▶ Assignment: Below this line is a set of entries; quote exactly the lines from the line that contains "box: [237, 202, 337, 475]" to the line that contains "rough mask: <svg", both lines included.

■ ■ ■

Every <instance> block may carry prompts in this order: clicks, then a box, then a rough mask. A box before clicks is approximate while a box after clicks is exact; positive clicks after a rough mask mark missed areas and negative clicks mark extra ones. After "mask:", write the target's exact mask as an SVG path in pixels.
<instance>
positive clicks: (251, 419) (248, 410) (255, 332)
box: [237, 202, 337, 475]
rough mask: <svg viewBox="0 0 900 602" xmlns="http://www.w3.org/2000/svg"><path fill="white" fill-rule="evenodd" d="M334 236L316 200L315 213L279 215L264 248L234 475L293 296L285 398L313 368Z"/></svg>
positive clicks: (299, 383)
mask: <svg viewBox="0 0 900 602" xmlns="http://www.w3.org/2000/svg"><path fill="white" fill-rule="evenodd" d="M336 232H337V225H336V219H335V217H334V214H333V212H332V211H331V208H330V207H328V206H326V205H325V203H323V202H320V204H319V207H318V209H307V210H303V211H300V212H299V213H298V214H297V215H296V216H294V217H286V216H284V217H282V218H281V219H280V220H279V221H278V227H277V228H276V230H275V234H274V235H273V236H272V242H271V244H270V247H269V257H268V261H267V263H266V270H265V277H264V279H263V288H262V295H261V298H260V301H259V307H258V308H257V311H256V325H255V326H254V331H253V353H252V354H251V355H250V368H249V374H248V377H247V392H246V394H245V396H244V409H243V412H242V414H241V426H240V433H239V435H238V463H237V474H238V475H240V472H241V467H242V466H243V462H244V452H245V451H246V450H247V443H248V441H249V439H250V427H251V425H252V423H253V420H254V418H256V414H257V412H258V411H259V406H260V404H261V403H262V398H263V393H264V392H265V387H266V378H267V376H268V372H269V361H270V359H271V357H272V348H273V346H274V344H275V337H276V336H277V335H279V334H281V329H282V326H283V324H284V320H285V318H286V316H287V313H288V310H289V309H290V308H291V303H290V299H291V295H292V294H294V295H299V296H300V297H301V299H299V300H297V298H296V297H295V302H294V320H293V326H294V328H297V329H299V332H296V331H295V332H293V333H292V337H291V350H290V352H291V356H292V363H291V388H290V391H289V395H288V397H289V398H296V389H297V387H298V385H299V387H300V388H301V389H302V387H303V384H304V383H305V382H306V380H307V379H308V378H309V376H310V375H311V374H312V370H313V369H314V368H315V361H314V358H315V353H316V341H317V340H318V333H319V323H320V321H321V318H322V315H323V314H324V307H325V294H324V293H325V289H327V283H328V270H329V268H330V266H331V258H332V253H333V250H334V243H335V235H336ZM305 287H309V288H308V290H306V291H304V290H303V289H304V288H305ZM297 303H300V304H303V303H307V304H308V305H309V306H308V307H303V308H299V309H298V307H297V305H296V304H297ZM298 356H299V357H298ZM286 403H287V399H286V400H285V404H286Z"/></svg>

■ ■ ■

▶ Finished exercise:
box: [237, 202, 337, 475]
rough mask: <svg viewBox="0 0 900 602" xmlns="http://www.w3.org/2000/svg"><path fill="white" fill-rule="evenodd" d="M334 236L316 200L315 213L279 215L264 248L234 475L293 296L285 398L313 368Z"/></svg>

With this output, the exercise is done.